# GIVEN PROBLEM 1
Answer these from the Pella talk transcript:
(a) How many team members work for Pella?
(b) What milestone did Pella celebrate last year?
(c) Which two case studies does the speaker plan to cover?
# GIVEN PROBLEM 2
Render this sentence from the Pella talk transcript in Spanish: "And most of the products that we make are designed for residential homes and commercial applications."
# GIVEN PROBLEM 3
Carry the Pella talk transcript forward from its final sentence, in the speaker's voice.

# QUOTED TEXT

## Begin

02:12 Talk Structure and Pella Corporation Overview Slides: 3, 2

window attribute detection screen door size validation pella corporation manufacturing

I also teach design optimization at Iowa State. So it's a part-time gig. I have it at Iowa State. I am really excited to see that my semester is going to end in 10 days. So any faculty among you, would know the votes. So it's a little overview of my talk. I'm going to talk about who we are, what we do, and some of the general challenges we face at Pella Corporation. And I will go into the case studies. I'm going to talk about two of them, window attribute detection and screen door size violation. Well, not violation, validation. So a couple of things I will talk about each of those use cases. What is the objective? What is the existing or traditional practice With those two case studies, I will talk about how we implemented the Vision AI tech and then some of the challenges and outcomes. So first of all, Pella is a family-owned corporation company. Last year, we celebrated our 100th year.

03:13 Pella's Scale and Geographic Distribution Slides: 9, 3

pella 11000 employees wood plants aluminum vinyl

And one of the big push last year was to use modern tech to improve our manufacturing processes. And a big part of it is Vision AI. We have 11,000 team members from across the country working for Pella. And then under the Pella umbrella, we have five different companies, and Pella is a flagship brand. So just a quick overview of where we are within the US. So Iowa has one, two, three, 4, 4 locations. All of them are wood plants, but then across the country we have plants that do aluminum, vinyl, and fiberglass as well. And most of the products that we make are designed for residential homes and commercial applications. So I want to talk a little bit about the general challenges. As opposed to a typical manufacturing company, like say an automotive company, ours is unique in that every part that comes to a station, workstation, is different.

## End

(Rows from a pointing dataset)
## Begin

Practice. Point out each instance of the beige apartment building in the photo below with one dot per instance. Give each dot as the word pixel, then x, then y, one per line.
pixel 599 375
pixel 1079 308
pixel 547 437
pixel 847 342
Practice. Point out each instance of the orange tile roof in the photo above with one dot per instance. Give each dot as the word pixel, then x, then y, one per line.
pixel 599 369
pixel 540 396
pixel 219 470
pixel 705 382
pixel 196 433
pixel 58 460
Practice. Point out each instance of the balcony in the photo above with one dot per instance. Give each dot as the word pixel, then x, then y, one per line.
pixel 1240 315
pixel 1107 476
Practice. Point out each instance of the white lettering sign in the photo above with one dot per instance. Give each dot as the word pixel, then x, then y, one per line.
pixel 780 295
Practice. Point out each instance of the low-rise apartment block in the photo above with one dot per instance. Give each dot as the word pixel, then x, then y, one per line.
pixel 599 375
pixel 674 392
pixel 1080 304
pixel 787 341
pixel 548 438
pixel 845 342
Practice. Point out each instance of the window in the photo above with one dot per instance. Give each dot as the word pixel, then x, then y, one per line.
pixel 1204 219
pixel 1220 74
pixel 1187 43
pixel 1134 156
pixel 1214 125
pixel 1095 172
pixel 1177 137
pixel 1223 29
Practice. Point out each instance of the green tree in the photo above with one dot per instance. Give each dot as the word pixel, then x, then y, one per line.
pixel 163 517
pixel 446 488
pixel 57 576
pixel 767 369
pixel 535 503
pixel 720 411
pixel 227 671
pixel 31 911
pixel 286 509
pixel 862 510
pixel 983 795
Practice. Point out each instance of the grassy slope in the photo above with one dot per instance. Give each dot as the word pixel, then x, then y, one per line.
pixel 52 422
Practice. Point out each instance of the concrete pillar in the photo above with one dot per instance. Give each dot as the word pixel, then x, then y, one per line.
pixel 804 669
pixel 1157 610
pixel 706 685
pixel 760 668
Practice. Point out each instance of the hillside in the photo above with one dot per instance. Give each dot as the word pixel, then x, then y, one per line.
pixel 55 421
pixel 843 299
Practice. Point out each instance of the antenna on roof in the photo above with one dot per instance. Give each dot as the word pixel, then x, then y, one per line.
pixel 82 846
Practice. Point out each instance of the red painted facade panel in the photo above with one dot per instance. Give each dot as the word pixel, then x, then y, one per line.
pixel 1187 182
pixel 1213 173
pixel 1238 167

## End

# EXERCISE ANSWER 1
(a) 11,000
(b) Its 100th year
(c) Window attribute detection and screen door size validation

# EXERCISE ANSWER 2
Y la mayoría de los productos que fabricamos están diseñados para viviendas residenciales y aplicaciones comerciales.

# EXERCISE ANSWER 3
04:23 Manufacturing Challenges in Custom Production Slide: 3

custom manufacturing wood defects cracks knots pitch pockets

because our units are custom built. So that by itself produces various challenges. The second one is in wood plants, we also have other things to deal with. Wood defects, right? Cracks, knots, or pitch pockets. So those are not homogeneous and they don't appear at the same place in a lumber piece that goes through our factory floor. So how do we identify these defects? And can we use Vision AI to identify these defects? Some of the other issues, I mentioned this in the talk, well, in our discussion earlier in the main room. So how do we make the users of this tech trust in AI. It's not very easy. It's a generally an uphill task.

05:22 Building User Trust in AI Systems Slide: 3

user trust ai adoption end users technology acceptance reliability

So we as technology developers, we develop this tech. But if it fails at some point, then the end users are immediately going to throw it away, throw the towel. I'm not going to use that. So it's a big task. for us to develop this tech and also make sure the end users are okay with using the tech. The other things, vision AI opportunities, where do we use vision AI? This right from picking the material that builds a window frame. all the way down to whether the product is installed correctly or not. So each of these places have a spot for Vision AI being implemented. So I'm going to talk about two of those case studies. The first one is attribute detection. The objective, I just put it here, to the window units.

06:22 Attribute Detection Case Study Objective Slide: 3

attribute detection window units quality inspection manual inspection error reduction

I'm going to talk about window units, but it applies to doors as well. So Do the window units that went through the production, does it have all the attributes on it that are defined in the spec? So that's the general objective. But to get there, what is the traditional or existing process? It is basically checked manually. So people that work from station to station, they have to identify if there are any issues, if there are any missing parts. And and before sending it to the next station, they would have to make sure that everything is in there. But it is error prone. So can we use Vision AI to ease their burden? So in order to do that, we designed it as a two-step process. The first one is an image quality check. So we use cameras to capture images of various stations.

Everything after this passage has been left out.